▶ **WRITTEN REQUEST**
Arrange the lines below as a Markdown table with two columns, Row and Line. Number each line in the Row column, and leave out any blank lines.

▶ **DATA LISTING**
########
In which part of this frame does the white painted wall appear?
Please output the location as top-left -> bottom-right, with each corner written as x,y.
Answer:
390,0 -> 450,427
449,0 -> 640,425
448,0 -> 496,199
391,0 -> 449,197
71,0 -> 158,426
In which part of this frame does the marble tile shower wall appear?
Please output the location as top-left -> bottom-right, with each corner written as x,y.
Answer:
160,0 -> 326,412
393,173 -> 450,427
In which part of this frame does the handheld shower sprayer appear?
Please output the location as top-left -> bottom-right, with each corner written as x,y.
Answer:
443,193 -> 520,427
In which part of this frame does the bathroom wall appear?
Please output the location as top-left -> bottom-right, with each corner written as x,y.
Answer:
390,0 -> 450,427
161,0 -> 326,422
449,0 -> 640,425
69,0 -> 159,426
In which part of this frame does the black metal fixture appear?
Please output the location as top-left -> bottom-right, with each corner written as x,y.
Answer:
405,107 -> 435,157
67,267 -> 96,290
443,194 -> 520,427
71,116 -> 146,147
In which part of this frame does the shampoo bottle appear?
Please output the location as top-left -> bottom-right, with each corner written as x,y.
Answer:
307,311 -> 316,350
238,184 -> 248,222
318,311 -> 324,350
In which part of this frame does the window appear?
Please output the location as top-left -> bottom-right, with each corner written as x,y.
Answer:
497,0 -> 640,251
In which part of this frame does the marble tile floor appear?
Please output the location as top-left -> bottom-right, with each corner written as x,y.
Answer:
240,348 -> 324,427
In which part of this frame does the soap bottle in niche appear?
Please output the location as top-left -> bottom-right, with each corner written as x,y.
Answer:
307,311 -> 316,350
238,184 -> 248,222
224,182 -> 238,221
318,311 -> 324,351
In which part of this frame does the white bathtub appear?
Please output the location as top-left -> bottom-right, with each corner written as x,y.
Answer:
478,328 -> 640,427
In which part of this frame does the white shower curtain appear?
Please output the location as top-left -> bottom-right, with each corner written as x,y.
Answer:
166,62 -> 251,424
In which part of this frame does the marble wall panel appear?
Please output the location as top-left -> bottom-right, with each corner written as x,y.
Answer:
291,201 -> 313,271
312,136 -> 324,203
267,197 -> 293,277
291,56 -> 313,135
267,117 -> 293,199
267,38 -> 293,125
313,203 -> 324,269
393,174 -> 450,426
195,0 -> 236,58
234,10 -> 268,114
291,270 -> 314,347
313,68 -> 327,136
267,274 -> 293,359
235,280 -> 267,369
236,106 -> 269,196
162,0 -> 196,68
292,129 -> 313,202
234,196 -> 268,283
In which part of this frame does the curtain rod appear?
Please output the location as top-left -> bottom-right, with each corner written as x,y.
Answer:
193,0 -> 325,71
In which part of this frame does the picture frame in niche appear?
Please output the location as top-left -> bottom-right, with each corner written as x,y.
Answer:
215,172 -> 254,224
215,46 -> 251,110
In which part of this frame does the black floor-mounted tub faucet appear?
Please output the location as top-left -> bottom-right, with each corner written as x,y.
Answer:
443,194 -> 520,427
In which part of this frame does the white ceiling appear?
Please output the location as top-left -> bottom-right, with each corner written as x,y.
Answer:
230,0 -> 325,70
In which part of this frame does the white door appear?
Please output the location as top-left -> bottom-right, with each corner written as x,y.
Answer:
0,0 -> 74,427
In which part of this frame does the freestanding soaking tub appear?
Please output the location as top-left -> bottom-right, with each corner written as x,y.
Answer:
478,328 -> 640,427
########
▶ **EXPECTED ANSWER**
| Row | Line |
|---|---|
| 1 | In which part of this frame does the white painted wall appear? |
| 2 | Please output the location as top-left -> bottom-right, with each corner written as x,y. |
| 3 | Answer: |
| 4 | 390,0 -> 450,427 |
| 5 | 449,0 -> 640,425 |
| 6 | 448,0 -> 496,199 |
| 7 | 391,0 -> 449,197 |
| 8 | 71,0 -> 158,426 |
| 9 | In which part of this frame does the marble tile shower wall appear? |
| 10 | Please output the location as top-left -> bottom-right, with each corner written as x,y. |
| 11 | Answer: |
| 12 | 160,0 -> 326,412 |
| 13 | 393,173 -> 450,427 |
| 14 | In which part of this frame does the handheld shower sprayer appear? |
| 15 | Please output the location as top-left -> bottom-right, with each corner written as x,y. |
| 16 | Answer: |
| 17 | 443,193 -> 520,427 |
| 18 | In which part of this frame does the bathroom wall appear? |
| 19 | Please output the location as top-left -> bottom-right, with each corner written as x,y. |
| 20 | Answer: |
| 21 | 390,0 -> 450,427 |
| 22 | 161,0 -> 326,422 |
| 23 | 449,0 -> 640,425 |
| 24 | 69,0 -> 159,426 |
| 25 | In which part of this frame does the black metal fixture appear? |
| 26 | Please output the location as top-left -> bottom-right, with each corner written as x,y. |
| 27 | Answer: |
| 28 | 405,107 -> 435,157 |
| 29 | 67,267 -> 96,290 |
| 30 | 443,194 -> 520,427 |
| 31 | 71,116 -> 146,147 |
| 32 | In which part of this frame does the shampoo bottle appear? |
| 33 | Please output the location as top-left -> bottom-right, with each corner written as x,y. |
| 34 | Answer: |
| 35 | 307,311 -> 316,350 |
| 36 | 238,184 -> 248,222 |
| 37 | 318,311 -> 324,350 |
| 38 | In which part of this frame does the window appear? |
| 39 | Please output the location as top-left -> bottom-right, with each corner written as x,y. |
| 40 | Answer: |
| 41 | 497,0 -> 640,251 |
| 42 | In which part of this frame does the marble tile floor appear? |
| 43 | Please output the location as top-left -> bottom-right, with each corner written as x,y. |
| 44 | Answer: |
| 45 | 240,348 -> 324,427 |
| 46 | In which part of this frame does the soap bottle in niche appear? |
| 47 | Please output the location as top-left -> bottom-right, with each corner written as x,y. |
| 48 | Answer: |
| 49 | 307,311 -> 316,350 |
| 50 | 238,184 -> 248,222 |
| 51 | 224,182 -> 238,221 |
| 52 | 318,311 -> 324,351 |
| 53 | In which part of this frame does the white bathtub appear? |
| 54 | Please output the location as top-left -> bottom-right, with each corner written as x,y. |
| 55 | Answer: |
| 56 | 478,328 -> 640,427 |
| 57 | In which part of this frame does the white shower curtain appear? |
| 58 | Please output the location as top-left -> bottom-right, with each corner written as x,y. |
| 59 | Answer: |
| 60 | 166,62 -> 251,424 |
| 61 | In which part of this frame does the marble wall panel appear? |
| 62 | Please output the location as top-left -> bottom-right, with each corner written as x,y. |
| 63 | Answer: |
| 64 | 291,201 -> 313,271 |
| 65 | 312,136 -> 324,203 |
| 66 | 267,197 -> 293,277 |
| 67 | 291,56 -> 313,135 |
| 68 | 267,117 -> 293,199 |
| 69 | 267,38 -> 293,125 |
| 70 | 313,203 -> 324,269 |
| 71 | 393,174 -> 450,426 |
| 72 | 195,0 -> 236,58 |
| 73 | 234,10 -> 268,114 |
| 74 | 291,270 -> 314,347 |
| 75 | 313,68 -> 327,136 |
| 76 | 267,274 -> 293,359 |
| 77 | 235,280 -> 267,369 |
| 78 | 236,106 -> 269,196 |
| 79 | 162,0 -> 196,68 |
| 80 | 292,129 -> 313,202 |
| 81 | 234,196 -> 268,283 |
| 82 | In which part of this frame does the curtain rod appear? |
| 83 | Please output the location as top-left -> bottom-right, with each corner written as x,y. |
| 84 | Answer: |
| 85 | 193,0 -> 325,71 |
| 86 | In which part of this frame does the picture frame in niche appear? |
| 87 | Please output the location as top-left -> bottom-right, with each corner written as x,y. |
| 88 | Answer: |
| 89 | 215,172 -> 254,224 |
| 90 | 215,46 -> 251,110 |
| 91 | In which part of this frame does the black floor-mounted tub faucet appear? |
| 92 | Please output the location as top-left -> bottom-right, with each corner written as x,y. |
| 93 | Answer: |
| 94 | 443,194 -> 520,427 |
| 95 | In which part of this frame does the white ceiling appear? |
| 96 | Please output the location as top-left -> bottom-right, with each corner written as x,y. |
| 97 | Answer: |
| 98 | 230,0 -> 325,70 |
| 99 | In which part of this frame does the white door appear? |
| 100 | Please output the location as top-left -> bottom-right, with each corner written as x,y. |
| 101 | Answer: |
| 102 | 0,0 -> 74,427 |
| 103 | In which part of this frame does the freestanding soaking tub appear? |
| 104 | Please output the location as top-left -> bottom-right, with each corner written as x,y. |
| 105 | Answer: |
| 106 | 478,328 -> 640,427 |